> _Source text_
────────

Men’s Substance Use Disorder Case Study – *Jonte’s Story's story


Prior to moving into our service in Ealing in October 2019, Jonte smoked cannabis and consumed alcohol daily’. He had been sleeping in a hostel in Ealing for months before his move in to our service and was engaged with Ealing RISE. Apart from his monthly meetings with his keyworker at RISE, he had little support systems in place.

Due to this, Jonte was not used to regular contact with his keyworker or socialising in a setting such as the Ealing service. As he settled in over the first few months, he became used to engaging with his keyworker once per week and attending the daily house meetings. His drinking became stabilised and throughout his time at the service, he became confident in his desire to reduce his drinking.  He felt that his recovery would be alcohol abstinence whilst maintaining his cannabis use.

Though Jonte’s external support reduced throughout the COVID-19 pandemic, he remained engaged with his keyworker and built a good rapport with all members of staff. By the time he left the service in July 2022, he had achieved periods of abstinence and began leading his fellow residents by example, attending every morning group, Monday-Friday each week. Jonte left the project confident that he would go on to live a life free of alcohol, and happy to have support with this through the Ealing floating support team.


Jonte came to the service after a period of homelessness and hostel stays and was supported to register for a local GP. He came to the service in good health, although staff noticed that he would often come very close when speaking and get close to his phone or paper when he was reading. When questioned, he informed staff that he found it quite hard to read or see things that were far away. He was soon supported to make an optician’s appointment, where he was diagnosed with glaucoma in both eyes. He found adjusting to his newly prescribed eye drops difficult due to fact that they stung but with support from the GP, staff explained to him the importance of using them consistently. This he did consistently towards the end of his time at the service.

Though Jonte did not struggle with any mental health conditions, when he was admitted to the service, he found it very difficult to talk about his past traumas or process any negative emotions without turning to alcohol. As he built rapport and trust with staff at the service, he was observed to be open when he was feeling sad or angry at any life events. This was always encouraged, and he always thanked staff for listening and supporting him through these moments.


When he first arrived, Jonte acclimatised to the house and the in-house programme well. He engaged with little issue, and always attended morning group. A big trigger for him was his Universal Credit pay date, as he expressed to staff that he struggled to keep his money for the month, as spent it on alcohol. Staff supported him to pay his service charge arrears with a repayment plan and showed him how to use the payment cards. After a few months, he became self-sufficient with this. When he moved out, he felt confident in his ability to continue paying monthly rent to his landlord.


Jonte had previously served a few years in prison for assault, which he disclosed to staff after he had been at the service for a few months. He maintained his otherwise clean record whilst with us.

────────

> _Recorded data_
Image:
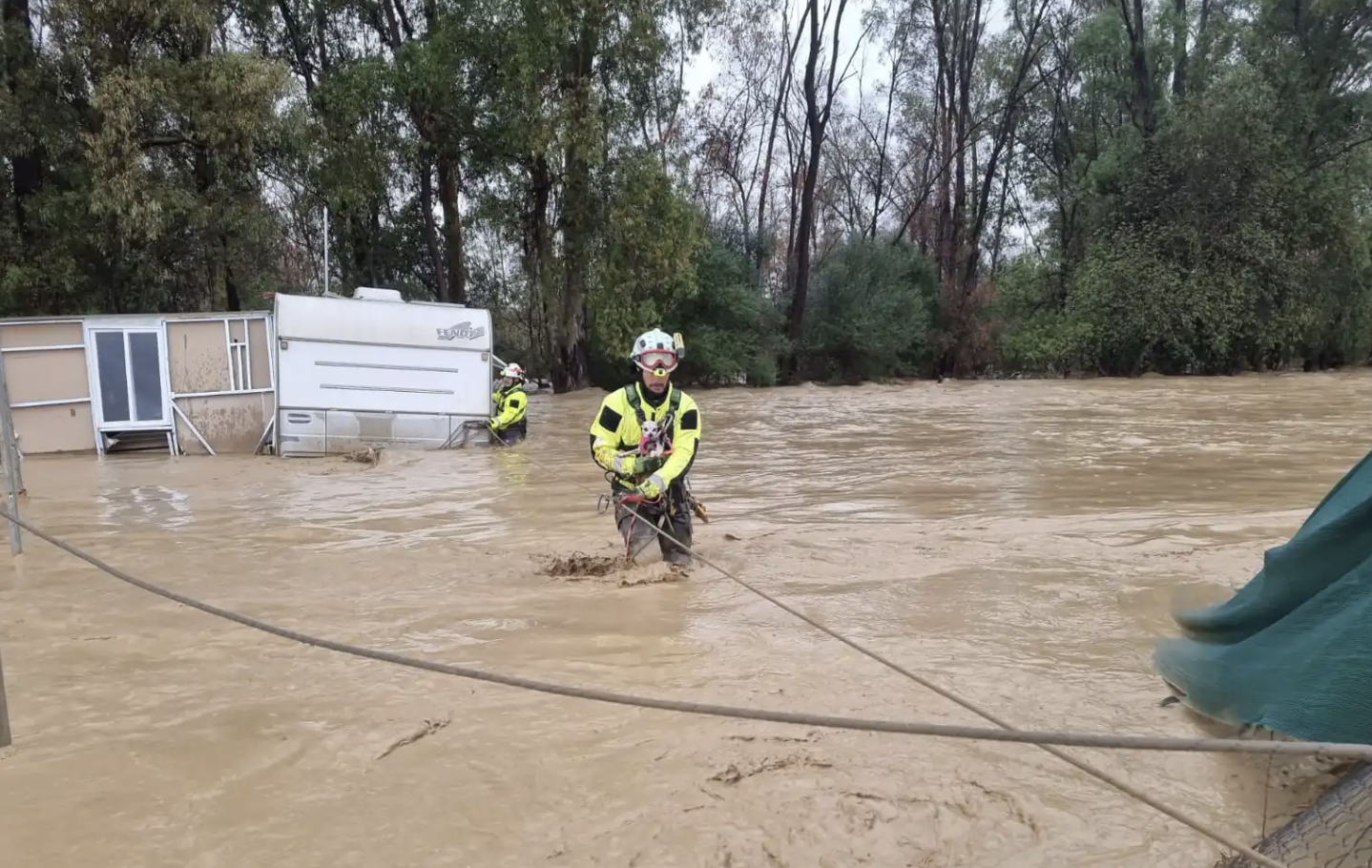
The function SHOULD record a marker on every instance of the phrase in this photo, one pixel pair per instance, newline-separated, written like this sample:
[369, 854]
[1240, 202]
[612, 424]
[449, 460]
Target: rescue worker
[509, 423]
[645, 436]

────────

> _Required action_
Reproduce the passage of the case study about Jonte from "Though Jonte’s external" to "floating support team.".

> _Final answer_
Though Jonte’s external support reduced throughout the COVID-19 pandemic, he remained engaged with his keyworker and built a good rapport with all members of staff. By the time he left the service in July 2022, he had achieved periods of abstinence and began leading his fellow residents by example, attending every morning group, Monday-Friday each week. Jonte left the project confident that he would go on to live a life free of alcohol, and happy to have support with this through the Ealing floating support team.